(PROVIDED ENTRIES begins)

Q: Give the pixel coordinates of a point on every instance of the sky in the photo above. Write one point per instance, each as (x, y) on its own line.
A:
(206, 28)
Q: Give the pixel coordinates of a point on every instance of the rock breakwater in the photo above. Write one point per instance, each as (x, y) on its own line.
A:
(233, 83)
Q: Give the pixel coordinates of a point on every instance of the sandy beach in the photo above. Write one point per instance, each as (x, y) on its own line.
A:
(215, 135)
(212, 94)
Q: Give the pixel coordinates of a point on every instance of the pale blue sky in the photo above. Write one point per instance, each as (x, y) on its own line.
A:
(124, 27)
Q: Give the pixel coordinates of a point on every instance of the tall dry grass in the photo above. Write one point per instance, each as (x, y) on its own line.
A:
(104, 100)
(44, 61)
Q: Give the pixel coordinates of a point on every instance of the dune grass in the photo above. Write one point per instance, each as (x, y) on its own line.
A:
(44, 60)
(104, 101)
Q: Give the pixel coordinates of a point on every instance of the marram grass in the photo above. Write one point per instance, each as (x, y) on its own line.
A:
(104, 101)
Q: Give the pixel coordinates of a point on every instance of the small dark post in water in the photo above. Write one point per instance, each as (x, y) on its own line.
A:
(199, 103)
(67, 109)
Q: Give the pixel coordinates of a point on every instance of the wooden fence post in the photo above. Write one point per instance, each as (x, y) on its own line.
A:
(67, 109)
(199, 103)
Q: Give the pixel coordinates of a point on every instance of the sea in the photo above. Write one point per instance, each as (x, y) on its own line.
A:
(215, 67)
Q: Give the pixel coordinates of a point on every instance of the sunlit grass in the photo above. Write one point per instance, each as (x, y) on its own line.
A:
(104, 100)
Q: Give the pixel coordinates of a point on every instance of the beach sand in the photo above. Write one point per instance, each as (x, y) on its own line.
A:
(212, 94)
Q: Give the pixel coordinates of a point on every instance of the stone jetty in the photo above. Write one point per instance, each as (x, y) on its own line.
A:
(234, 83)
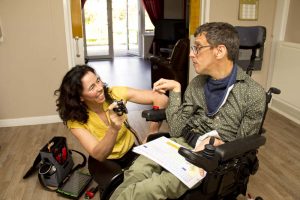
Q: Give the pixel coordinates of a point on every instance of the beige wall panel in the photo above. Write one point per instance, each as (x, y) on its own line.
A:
(33, 57)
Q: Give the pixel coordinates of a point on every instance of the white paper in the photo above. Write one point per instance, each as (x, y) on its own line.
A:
(165, 152)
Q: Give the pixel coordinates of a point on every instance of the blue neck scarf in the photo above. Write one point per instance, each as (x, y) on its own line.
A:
(217, 91)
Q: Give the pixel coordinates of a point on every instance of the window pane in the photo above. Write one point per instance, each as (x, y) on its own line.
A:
(148, 24)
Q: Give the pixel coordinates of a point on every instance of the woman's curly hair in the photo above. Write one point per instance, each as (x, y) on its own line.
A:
(68, 103)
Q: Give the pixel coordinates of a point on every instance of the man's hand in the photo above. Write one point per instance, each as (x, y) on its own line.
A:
(201, 146)
(163, 85)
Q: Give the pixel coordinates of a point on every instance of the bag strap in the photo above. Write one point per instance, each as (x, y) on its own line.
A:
(34, 167)
(78, 166)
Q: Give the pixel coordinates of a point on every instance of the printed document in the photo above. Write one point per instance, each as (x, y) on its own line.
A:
(165, 152)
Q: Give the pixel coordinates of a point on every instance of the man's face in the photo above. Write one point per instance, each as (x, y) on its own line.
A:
(202, 55)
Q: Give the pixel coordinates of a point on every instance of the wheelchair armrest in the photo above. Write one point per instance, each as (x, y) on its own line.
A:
(238, 147)
(211, 156)
(114, 183)
(157, 135)
(154, 115)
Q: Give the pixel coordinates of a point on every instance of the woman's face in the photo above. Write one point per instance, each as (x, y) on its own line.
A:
(93, 91)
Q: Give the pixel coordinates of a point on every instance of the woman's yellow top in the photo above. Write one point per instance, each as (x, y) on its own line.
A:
(98, 128)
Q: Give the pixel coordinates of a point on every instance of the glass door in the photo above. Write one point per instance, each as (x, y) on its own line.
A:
(134, 35)
(111, 28)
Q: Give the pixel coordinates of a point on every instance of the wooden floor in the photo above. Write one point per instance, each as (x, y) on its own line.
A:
(277, 178)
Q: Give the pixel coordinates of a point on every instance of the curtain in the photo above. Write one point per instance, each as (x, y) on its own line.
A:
(82, 3)
(155, 9)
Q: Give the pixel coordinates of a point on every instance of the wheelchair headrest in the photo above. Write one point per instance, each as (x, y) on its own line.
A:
(251, 36)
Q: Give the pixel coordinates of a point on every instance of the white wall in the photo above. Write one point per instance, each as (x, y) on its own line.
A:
(286, 78)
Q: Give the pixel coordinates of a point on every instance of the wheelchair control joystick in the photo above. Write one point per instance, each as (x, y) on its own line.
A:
(209, 151)
(121, 108)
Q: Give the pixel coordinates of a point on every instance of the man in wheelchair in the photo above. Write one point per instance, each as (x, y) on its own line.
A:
(222, 99)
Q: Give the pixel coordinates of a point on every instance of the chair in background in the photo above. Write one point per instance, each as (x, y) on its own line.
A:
(175, 67)
(252, 40)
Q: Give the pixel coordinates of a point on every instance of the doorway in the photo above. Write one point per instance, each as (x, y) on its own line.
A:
(111, 28)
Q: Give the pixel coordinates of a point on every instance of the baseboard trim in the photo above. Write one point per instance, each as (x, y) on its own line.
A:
(30, 121)
(285, 109)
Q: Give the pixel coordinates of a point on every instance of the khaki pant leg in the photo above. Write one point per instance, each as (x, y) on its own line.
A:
(141, 169)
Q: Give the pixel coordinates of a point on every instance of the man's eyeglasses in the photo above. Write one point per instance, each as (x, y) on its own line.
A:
(197, 48)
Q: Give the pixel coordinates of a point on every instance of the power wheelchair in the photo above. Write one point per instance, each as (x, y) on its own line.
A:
(228, 166)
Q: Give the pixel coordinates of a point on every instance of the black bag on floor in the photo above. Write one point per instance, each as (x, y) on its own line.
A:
(54, 163)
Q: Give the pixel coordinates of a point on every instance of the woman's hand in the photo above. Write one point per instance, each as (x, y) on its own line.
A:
(163, 85)
(116, 121)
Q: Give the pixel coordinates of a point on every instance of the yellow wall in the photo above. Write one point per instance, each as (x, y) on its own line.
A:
(194, 15)
(76, 18)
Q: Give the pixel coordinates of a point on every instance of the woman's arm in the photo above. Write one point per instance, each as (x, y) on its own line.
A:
(100, 150)
(147, 97)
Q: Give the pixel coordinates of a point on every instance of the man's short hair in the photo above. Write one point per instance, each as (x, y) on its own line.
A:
(218, 33)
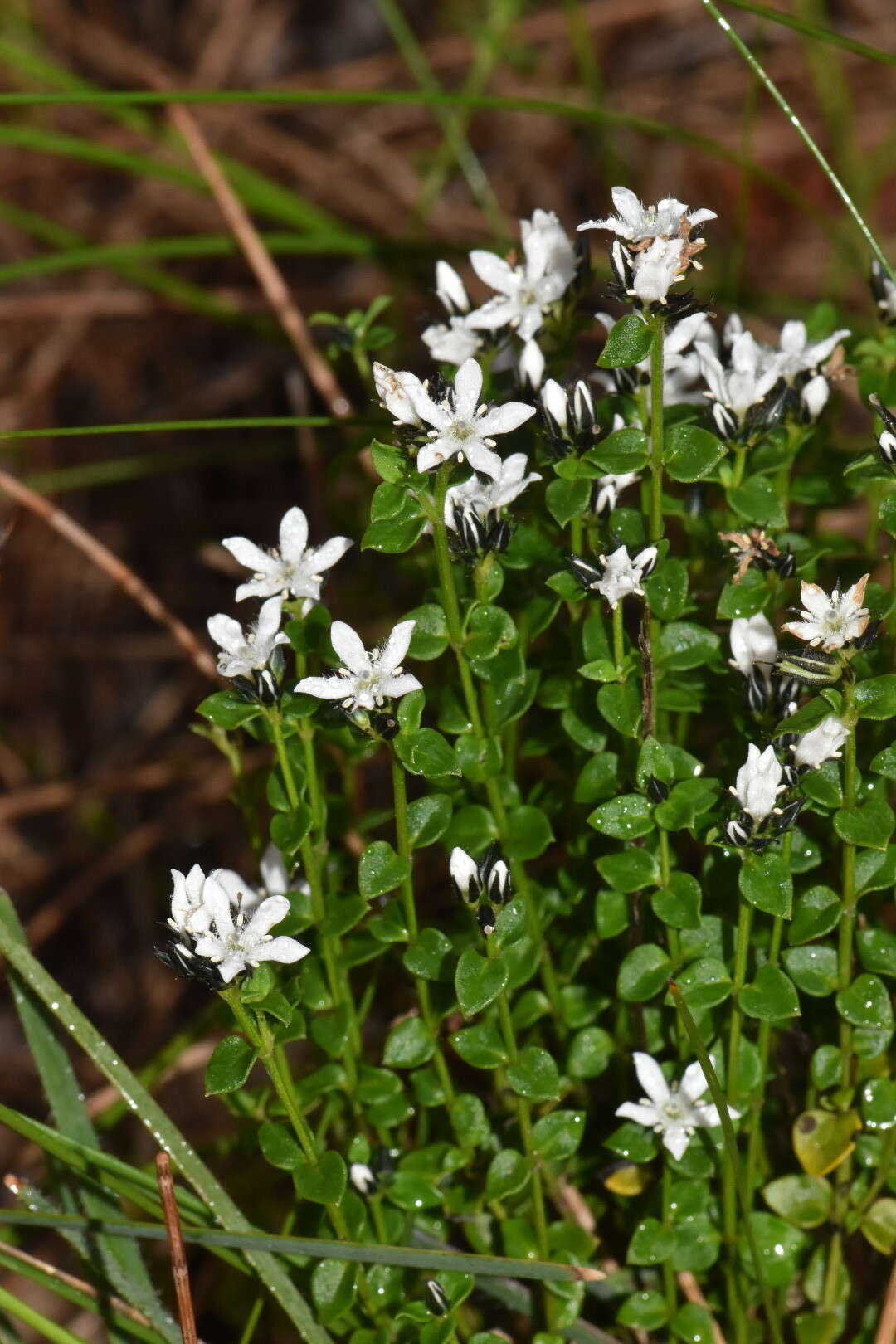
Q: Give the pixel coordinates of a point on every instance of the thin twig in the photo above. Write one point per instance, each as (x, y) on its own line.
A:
(113, 567)
(887, 1322)
(261, 261)
(176, 1249)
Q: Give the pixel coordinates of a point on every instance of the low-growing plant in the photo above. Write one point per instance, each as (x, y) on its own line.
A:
(561, 1006)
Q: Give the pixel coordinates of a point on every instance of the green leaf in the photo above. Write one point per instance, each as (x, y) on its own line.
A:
(691, 453)
(644, 973)
(567, 499)
(508, 1174)
(876, 698)
(766, 884)
(620, 704)
(869, 825)
(533, 1075)
(666, 589)
(625, 817)
(426, 753)
(227, 710)
(679, 903)
(758, 502)
(621, 452)
(427, 955)
(427, 819)
(324, 1183)
(633, 869)
(429, 637)
(865, 1003)
(804, 1200)
(558, 1135)
(878, 951)
(704, 984)
(879, 1226)
(652, 1244)
(879, 1103)
(409, 1045)
(816, 913)
(590, 1053)
(381, 869)
(629, 342)
(813, 969)
(528, 834)
(479, 981)
(687, 645)
(770, 997)
(489, 631)
(288, 830)
(229, 1066)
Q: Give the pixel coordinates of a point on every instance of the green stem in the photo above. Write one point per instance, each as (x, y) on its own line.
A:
(730, 1157)
(657, 353)
(329, 947)
(524, 1118)
(618, 647)
(403, 849)
(470, 698)
(260, 1035)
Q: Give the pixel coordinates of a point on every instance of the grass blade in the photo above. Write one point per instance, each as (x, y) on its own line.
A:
(121, 1264)
(317, 1248)
(167, 1135)
(772, 88)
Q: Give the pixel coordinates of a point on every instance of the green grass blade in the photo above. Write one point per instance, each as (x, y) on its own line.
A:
(772, 88)
(124, 1324)
(411, 99)
(317, 1248)
(180, 249)
(813, 30)
(121, 1264)
(168, 1137)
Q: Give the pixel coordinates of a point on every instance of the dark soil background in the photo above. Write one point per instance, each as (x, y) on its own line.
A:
(104, 788)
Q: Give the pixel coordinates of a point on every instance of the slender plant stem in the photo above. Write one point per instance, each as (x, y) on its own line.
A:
(472, 702)
(657, 386)
(801, 130)
(403, 849)
(340, 993)
(731, 1159)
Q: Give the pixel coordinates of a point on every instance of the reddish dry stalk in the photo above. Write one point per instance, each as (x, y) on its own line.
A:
(110, 565)
(176, 1249)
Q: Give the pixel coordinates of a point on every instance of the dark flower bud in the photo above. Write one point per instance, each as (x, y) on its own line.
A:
(436, 1298)
(785, 819)
(485, 919)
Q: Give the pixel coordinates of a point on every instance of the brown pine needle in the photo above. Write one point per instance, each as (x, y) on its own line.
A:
(179, 1270)
(110, 565)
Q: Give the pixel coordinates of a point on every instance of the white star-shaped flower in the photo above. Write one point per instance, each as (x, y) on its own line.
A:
(751, 375)
(489, 496)
(821, 743)
(830, 620)
(295, 569)
(635, 223)
(366, 680)
(247, 650)
(462, 427)
(758, 782)
(752, 641)
(234, 944)
(624, 574)
(672, 1112)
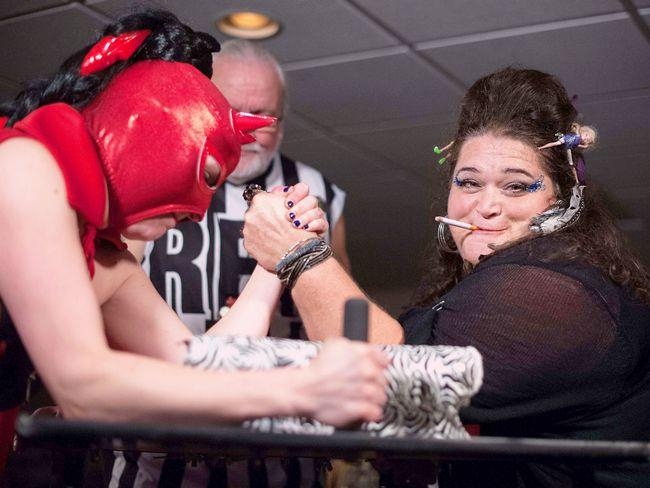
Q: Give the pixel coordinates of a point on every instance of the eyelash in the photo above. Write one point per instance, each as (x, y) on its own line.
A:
(521, 188)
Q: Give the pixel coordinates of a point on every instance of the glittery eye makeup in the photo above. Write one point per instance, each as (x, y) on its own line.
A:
(536, 185)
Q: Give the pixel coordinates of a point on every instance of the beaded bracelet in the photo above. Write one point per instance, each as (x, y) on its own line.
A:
(297, 260)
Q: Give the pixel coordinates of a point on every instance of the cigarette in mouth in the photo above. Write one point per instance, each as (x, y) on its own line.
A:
(457, 223)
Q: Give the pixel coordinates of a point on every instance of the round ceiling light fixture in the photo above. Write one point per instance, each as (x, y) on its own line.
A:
(248, 25)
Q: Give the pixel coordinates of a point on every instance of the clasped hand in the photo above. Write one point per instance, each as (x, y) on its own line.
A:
(279, 219)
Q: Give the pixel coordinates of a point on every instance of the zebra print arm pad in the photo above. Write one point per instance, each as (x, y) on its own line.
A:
(426, 388)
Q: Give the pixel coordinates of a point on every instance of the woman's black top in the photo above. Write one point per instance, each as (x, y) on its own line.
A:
(566, 354)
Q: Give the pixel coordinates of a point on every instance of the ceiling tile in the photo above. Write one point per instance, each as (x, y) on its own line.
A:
(10, 8)
(32, 46)
(576, 55)
(346, 30)
(420, 20)
(367, 91)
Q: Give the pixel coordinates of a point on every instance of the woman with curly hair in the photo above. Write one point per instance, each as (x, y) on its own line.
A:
(127, 139)
(529, 268)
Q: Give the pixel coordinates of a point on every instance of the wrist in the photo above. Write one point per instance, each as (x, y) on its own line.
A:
(300, 257)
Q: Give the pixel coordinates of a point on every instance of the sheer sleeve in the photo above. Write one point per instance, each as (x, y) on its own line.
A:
(545, 338)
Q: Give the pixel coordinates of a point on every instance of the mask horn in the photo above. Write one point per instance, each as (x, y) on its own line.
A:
(245, 123)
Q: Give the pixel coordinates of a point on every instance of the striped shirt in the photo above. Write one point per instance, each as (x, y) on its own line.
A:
(197, 267)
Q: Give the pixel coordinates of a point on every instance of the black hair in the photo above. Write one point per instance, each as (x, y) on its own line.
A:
(170, 40)
(532, 107)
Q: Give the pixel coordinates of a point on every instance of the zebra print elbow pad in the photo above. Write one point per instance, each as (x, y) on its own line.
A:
(427, 385)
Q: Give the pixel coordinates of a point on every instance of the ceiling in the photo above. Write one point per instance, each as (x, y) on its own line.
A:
(375, 84)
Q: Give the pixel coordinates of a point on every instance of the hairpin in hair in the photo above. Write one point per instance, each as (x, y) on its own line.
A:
(439, 151)
(111, 49)
(581, 136)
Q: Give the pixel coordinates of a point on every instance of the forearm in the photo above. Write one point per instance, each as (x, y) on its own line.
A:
(108, 391)
(320, 295)
(251, 313)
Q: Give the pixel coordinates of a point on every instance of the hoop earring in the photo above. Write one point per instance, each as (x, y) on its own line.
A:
(442, 239)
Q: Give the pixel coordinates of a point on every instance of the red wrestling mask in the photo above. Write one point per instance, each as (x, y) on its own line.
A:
(155, 125)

(PROVIDED ENTRIES ends)

Your answer must consist of every line in the listing that contains "black".

Q: Give the pixel coordinates of a point on every instance of the black bag on floor in the photo above. Write one point per instance, each as (x, y) on its own line.
Q: Give the pixel coordinates of a point on every instance of the woman's black top in the photo above. Write one point per instance, each as (x, y) on its own line.
Q: Give the pixel coordinates of a point on every instance of the black hair in the photo above. Write one point per instance, each as (x, y) on its own line.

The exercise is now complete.